▶ ACTIVITY: Down to the last line, transcribe the records verbatim and exclude the images.

▶ DATASET RECORDS:

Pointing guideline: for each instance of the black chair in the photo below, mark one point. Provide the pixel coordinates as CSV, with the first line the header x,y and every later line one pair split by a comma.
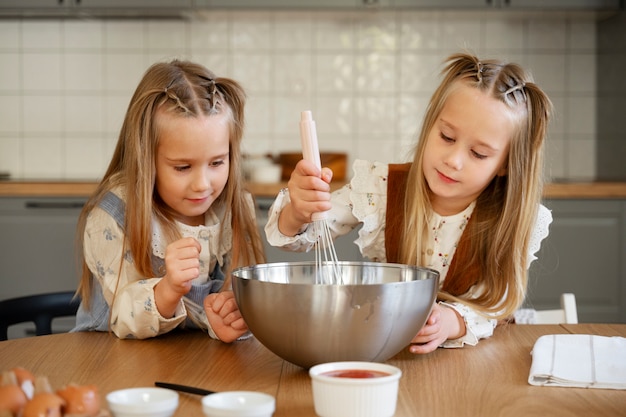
x,y
40,309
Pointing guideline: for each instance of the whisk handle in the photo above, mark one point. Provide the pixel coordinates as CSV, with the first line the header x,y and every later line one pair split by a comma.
x,y
310,148
308,137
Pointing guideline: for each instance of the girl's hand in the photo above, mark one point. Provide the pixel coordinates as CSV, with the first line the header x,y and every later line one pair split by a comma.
x,y
309,192
443,323
224,316
182,265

▶ RESULT:
Pointing guideline: for each instance of the black chair in the photo below, mark one point. Provide the pixel coordinates as CSV, with the first line the header x,y and every later line one pair split by a comma.
x,y
40,309
Pointing guideline: for each instance of the whisk handle in the photo above, mark one point. Provide the pixel coordinates as CSV, with the first line the header x,y and every later line one pair split by a comma.
x,y
310,148
308,137
Pointing guideline: for each instance of the girl's hand in the photo above, mark one point. Provide the pixel coordinates as CSV, with the first line the header x,y and every later line one pair split by a comma.
x,y
309,192
443,323
224,316
182,265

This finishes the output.